Consigne 1 ::
Répondez aux questions suivantes à partir de l'extrait sur les minéraux critiques.
(a) Qu'a réaffirmé le ministre au sujet des minéraux critiques ?
(b) À quelle bourse les trois investisseurs sont-ils cotés ?
(c) Vers quelle politique la déclaration du ministre comprend-elle un hyperlien direct ?
Consigne 2 :: Reproduisez à l'identique le passage de l'extrait sur les minéraux critiques qui commence aux mots « Ces décrets parallèles » et s'achève après les mots « un gouvernement étranger. ».
Consigne 3 :: Prolongez l'extrait sur les minéraux critiques au-delà de sa dernière phrase.

Texte de l'exercice ::
★ ★ ★ ★

Le ministre n’a communiqué ni le contenu des décrets ni les raisons derrière cette décision; il a simplement réaffirmé que les minéraux critiques sont essentiels à la prospérité future du Canada.

Ces décrets parallèles présentent plusieurs caractéristiques notables :

  • Si les trois investisseurs sont des sociétés ouvertes chinoises cotées à la bourse de Shenzhen, chacun semble avoir été jugé étroitement lié au gouvernement de la République populaire de Chine (la « RPC »), ou susceptible de subir l’influence de la RPC ou de devoir se conformer à ses directives extrajudiciaires. Sans invoquer explicitement d’éventuels liens entre ces trois investisseurs et une entreprise d’État, la déclaration du ministre comprend un hyperlien direct vers la Politique sur les minéraux critiques (décrite ci-dessus), qui ne s’applique qu’aux entreprises d’État et aux investisseurs susceptibles d’être influencés ou contraints par un gouvernement étranger.

★ ★ ★ ★

Données fournies ::
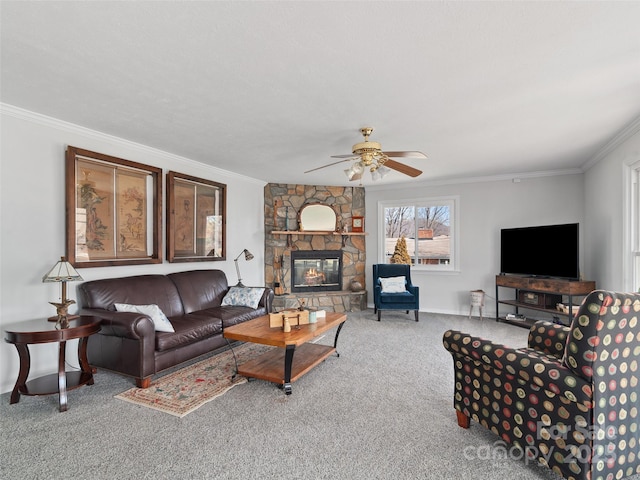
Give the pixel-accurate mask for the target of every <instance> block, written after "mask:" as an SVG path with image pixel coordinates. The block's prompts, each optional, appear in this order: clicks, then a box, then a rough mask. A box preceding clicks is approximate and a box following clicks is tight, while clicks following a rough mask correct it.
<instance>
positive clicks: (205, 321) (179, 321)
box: [156, 312, 222, 352]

★ ★ ★ ★

Réponse 1 ::
(a) Il a réaffirmé que les minéraux critiques sont essentiels à la prospérité future du Canada.
(b) Ils sont cotés à la bourse de Shenzhen.
(c) Elle comprend un hyperlien direct vers la Politique sur les minéraux critiques.

Réponse 2 ::
Ces décrets parallèles présentent plusieurs caractéristiques notables :

  • Si les trois investisseurs sont des sociétés ouvertes chinoises cotées à la bourse de Shenzhen, chacun semble avoir été jugé étroitement lié au gouvernement de la République populaire de Chine (la « RPC »), ou susceptible de subir l’influence de la RPC ou de devoir se conformer à ses directives extrajudiciaires. Sans invoquer explicitement d’éventuels liens entre ces trois investisseurs et une entreprise d’État, la déclaration du ministre comprend un hyperlien direct vers la Politique sur les minéraux critiques (décrite ci-dessus), qui ne s’applique qu’aux entreprises d’État et aux investisseurs susceptibles d’être influencés ou contraints par un gouvernement étranger.

Réponse 3 ::
  • Aucun des investisseurs chinois ne semble avoir acquis le « contrôle » des entreprises canadiennes (au sens de la LIC) ou être une « personne qui a le contrôle » de facto de ces entreprises au sens du droit des valeurs mobilières (personne qui détient plus de 20 % d’une société ouverte).
  • Les trois entreprises canadiennes sont de jeunes sociétés d’exploration minière, cotées à la Bourse de croissance TSX, ayant des projets d’exploration visant le lithium. Leurs projets sont au stade préliminaire; elles ne font aucune production commerciale. L’intervention survient donc très tôt dans la mise en valeur des dépôts de minéraux critiques appartenant à ces entités.
  • Deux des entreprises canadiennes n’ont aucun gisement de lithium au Canada : elles détiennent des participations dans des projets d’exploration au Chili (Lithium Chile) et en Argentine (Ultra Lithium). Le gouvernement a donc changé de cap depuis sa décision, plus tôt cette année, de ne pas intervenir dans l’acquisition par Zijin Mining de Neo Lithium, qui travaillait sur un projet au Chili (voir ci-dessus). Si le gouvernement a agi quant aux actions de la société mère canadienne, la vente, par une entreprise canadienne, d’actifs situés entièrement à l’étranger ne déclencherait aucun examen en vertu de la LIC.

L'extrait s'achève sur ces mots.